■ Retos
1. Responde, por favor, estas preguntas sobre la reseña de El espía del inca:
(a) ¿Qué tres adjetivos se aplican a la novela?
(b) ¿Qué lengua traducía Felipillo para los invasores?
(c) ¿Qué ciudad se menciona como la segunda capital?
2. Prosigue la reseña de El espía del inca a partir de su último párrafo.

+++ Texto para leer

Toda novela es una forma de indagar en el tiempo. Me gusta pensar, incluso, que muchas veces su poder consiste en iluminar el presente, con el resplandor cifrado que viene desde el pasado. En el caso de El espía del inca, de Rafael Dumett, podríamos invocar adjetivos arriesgados: monumental, reconfiguradora y necesaria. Una novela que, de algún extraño modo, estábamos esperando. No cuenta solamente los últimos meses de Atahualpa, como protagonista de un mundo que moría sin remedio y que él no pudo preservar, sino que también describe la vida cotidiana en el violento proyecto de expansión de los incas, que arrasó culturas y sometió pueblos.

Uno de los méritos más grandes de Dumett es recordar que América existía como un territorio geopolítico tan complejo como las viejas Europa o Asia. Los conquistadores encontraron una civilización que reinaba con sofisticada comunicación a lo largo de los Andes y dominaba los pueblos en la costa del Pacífico. Y como otros procesos de imperialismo en la historia, el de los incas implicó focos de radical resistencia, que estuvieron listos para celebrar su caída. Figura esencial fue Felipillo, el intérprete manteño que traducía el quechua, la lengua de la gente (runashimi), para los invasores y que sabía que ellos no eran dioses, sino precarios cuerpos humanos.

Destaco también la aproximación que hace Dumett hacia los pueblos que habitaron lo que hoy es el Ecuador, especialmente la costa. Navegantes, comerciantes, maestros orfebres, constructores de puertos y templos. Quizá los griegos de Sudamérica, cuyas proezas fascinaron al Cusco, precisamente, por su técnica avanzada de organización social, política y económica. Y si bien la segunda capital era Tomebamba (nuestra Cuenca), Quito aparece como otro de los rostros de un mundo andino milenario, cargado de espiritualidad, complejidad política e importancia estratégica.

++++++
+++ Datos proporcionados

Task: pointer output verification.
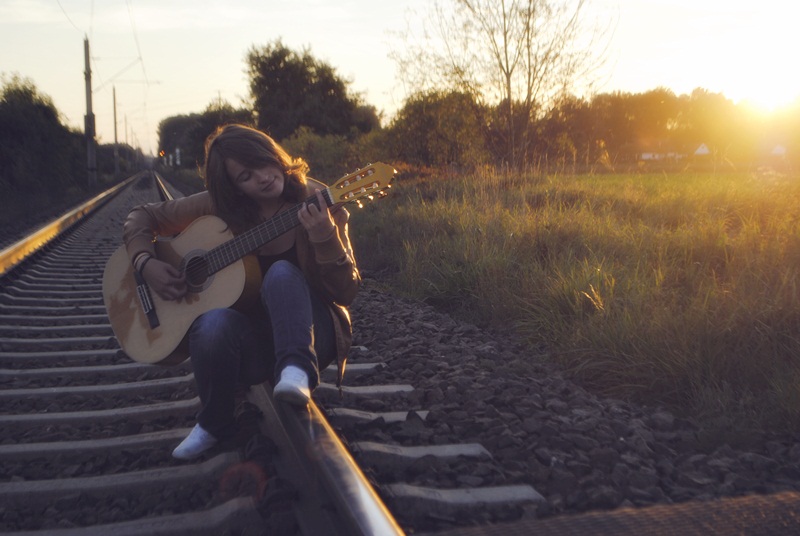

++++++

■ Respuestas por tarea
1.
(a) Monumental, reconfiguradora y necesaria.
(b) El quechua, la lengua de la gente (runashimi).
(c) Tomebamba, es decir, Cuenca.

2.
De los incas los ecuatorianos heredamos, entre otras cosas, su lengua y su cosmovisión sobre los Andes y el universo. También sus quipus, que eran llevados dentro de bolsas confeccionadas con piel de venado por los cada vez más extensos territorios del imperio. Tal como lo describe Dumett, quienes cargaban los quipus de la Ley eran los quipucamayos, es decir, los contadores o recaudadores de impuestos que recorrían todos los pueblos para hacer cumplir las leyes del Sapa Inca y sancionar a quienes las desobedecían. La oscuridad que los siglos han derramado sobre el arte o la ciencia de los quipus nos hicieron suponer que eran solo un mecanismo de cuentas, pero no necesariamente un sistema para registrar la historia y contar historias.

Dumett escribió su novela evocando a los quipus como manifestación de una lengua que sigue viva en los territorios indígenas y que constituye el alma del español que hablamos, al que le impregnó su sentido del tiempo. En cualquier caso, hay novelas que explican el mundo en el que vivimos. Novelas poderosas, como espejos, porque en ellas nos reconocemos definitivamente. Novelas que se vuelven hoja de ruta y destino. Novelas llenas de futuro. El espía del inca es una de ellas. (O)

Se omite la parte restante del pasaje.